• Problem description
Reproduce every line of the records below without changing anything, but leave the picture out.

--- Record excerpts ---

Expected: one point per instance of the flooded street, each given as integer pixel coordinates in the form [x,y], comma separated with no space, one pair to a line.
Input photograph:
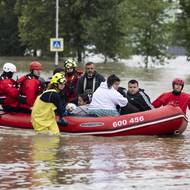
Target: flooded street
[29,161]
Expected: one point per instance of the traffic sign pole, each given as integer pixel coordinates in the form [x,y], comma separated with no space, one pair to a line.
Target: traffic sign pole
[57,31]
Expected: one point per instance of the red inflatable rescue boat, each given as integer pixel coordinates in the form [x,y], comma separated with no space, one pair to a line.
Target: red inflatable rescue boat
[166,120]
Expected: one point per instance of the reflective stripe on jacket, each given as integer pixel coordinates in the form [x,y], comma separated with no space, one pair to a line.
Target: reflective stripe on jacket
[43,116]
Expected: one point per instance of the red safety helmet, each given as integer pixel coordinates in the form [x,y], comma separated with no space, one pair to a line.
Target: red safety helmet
[178,81]
[35,65]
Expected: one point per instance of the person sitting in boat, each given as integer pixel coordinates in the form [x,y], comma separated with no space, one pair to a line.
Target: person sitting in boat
[90,80]
[175,98]
[72,77]
[82,108]
[43,111]
[136,97]
[8,90]
[31,85]
[106,98]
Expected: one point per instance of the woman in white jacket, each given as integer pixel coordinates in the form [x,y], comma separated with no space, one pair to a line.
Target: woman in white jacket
[106,98]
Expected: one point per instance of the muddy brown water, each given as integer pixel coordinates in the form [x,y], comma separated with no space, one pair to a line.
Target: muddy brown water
[29,161]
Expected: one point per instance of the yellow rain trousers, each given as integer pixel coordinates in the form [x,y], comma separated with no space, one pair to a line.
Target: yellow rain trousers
[43,117]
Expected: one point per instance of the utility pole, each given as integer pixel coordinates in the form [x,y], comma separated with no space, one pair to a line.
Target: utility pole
[57,30]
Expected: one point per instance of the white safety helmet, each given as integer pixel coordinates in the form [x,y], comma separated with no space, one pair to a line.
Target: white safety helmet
[9,67]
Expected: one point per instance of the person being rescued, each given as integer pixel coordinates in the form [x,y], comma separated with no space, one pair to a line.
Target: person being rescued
[176,97]
[30,85]
[106,98]
[82,108]
[137,98]
[72,77]
[43,111]
[8,91]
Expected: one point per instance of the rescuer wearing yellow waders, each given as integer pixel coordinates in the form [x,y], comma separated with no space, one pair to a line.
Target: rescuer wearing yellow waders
[43,111]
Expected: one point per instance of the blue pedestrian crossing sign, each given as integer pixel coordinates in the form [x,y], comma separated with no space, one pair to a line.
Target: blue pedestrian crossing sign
[56,44]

---

• Finished exercise
Expected: one point per instance of the flooded street, each given as integer pixel coordinates in the form [x,y], comma separated with no space, one pair to a line.
Input photograph:
Target: flooded street
[29,161]
Expected: one point per instance of the traffic sign pole, each given as integer pixel coordinates in the form [x,y], comma separated with no space, one pair to a line.
Target: traffic sign pole
[57,31]
Expected: one point per instance of the red inflatable rescue boat, each given as integer pixel coordinates in the form [x,y], comma separated with no space, one pair to a line.
Target: red inflatable rescue boat
[166,120]
Expected: one point per instance of the reflective stripe on jacket, each given as integer pixel coordinates in the form [x,y], comma separated with no space, one pair to a line.
Target: reflective stripe on jacket
[43,116]
Expected: one point per instance of the red safety helmet, each given as integer pixel coordinates in the form [x,y], comma separated with no space, one pair to a line.
Target: red safety helmet
[178,81]
[35,65]
Expected: one point per instance of the person sitting in boat, each given as integer pixel coordinates in the form [x,y], comma separated with no space, one pair to a line.
Target: person sitting in boat
[90,80]
[175,98]
[72,77]
[82,108]
[43,111]
[136,97]
[8,90]
[31,85]
[106,98]
Expected: one point per instance of the woman in white jacket, each given as integer pixel coordinates in the form [x,y], comma separated with no space, one pair to a line.
Target: woman in white jacket
[106,98]
Expected: one point per instance of the muddy brown water, each given as integer pixel coordinates in the form [x,y], comma separated with no space, one pair to a line.
Target: muddy brown water
[29,161]
Expected: one point per instance of the yellow rain trousers, each given as integer pixel coordinates in the form [x,y], comma separated with no space, one pair to a line.
Target: yellow rain trousers
[43,117]
Expected: one point per instance of the utility pole, each given as integer pixel coordinates in the form [x,y], comma separated with no space, one pair to a line.
Target: utility pole
[57,30]
Expected: one point per instance of the white safety helmet, each given as integer pixel coordinates in the form [x,y], comma separated with no space, one pair to a line.
Target: white safety helmet
[9,67]
Expected: one point per instance of the person being rescued, each given as integer pixel coordinates in the form [x,y], comma separated with no space, one pair to a line.
Target: person being rescued
[176,97]
[30,85]
[106,98]
[82,108]
[137,98]
[72,77]
[43,111]
[8,91]
Expected: one point per instance of the rescuer wearing yellow waders, each given as integer pixel coordinates in the form [x,y], comma separated with no space, one pair to a line.
Target: rescuer wearing yellow waders
[43,111]
Expected: one point per instance of the blue pedestrian crossing sign, each given as integer pixel coordinates in the form [x,y], comma separated with no space, one pair to a line.
Target: blue pedestrian crossing sign
[56,44]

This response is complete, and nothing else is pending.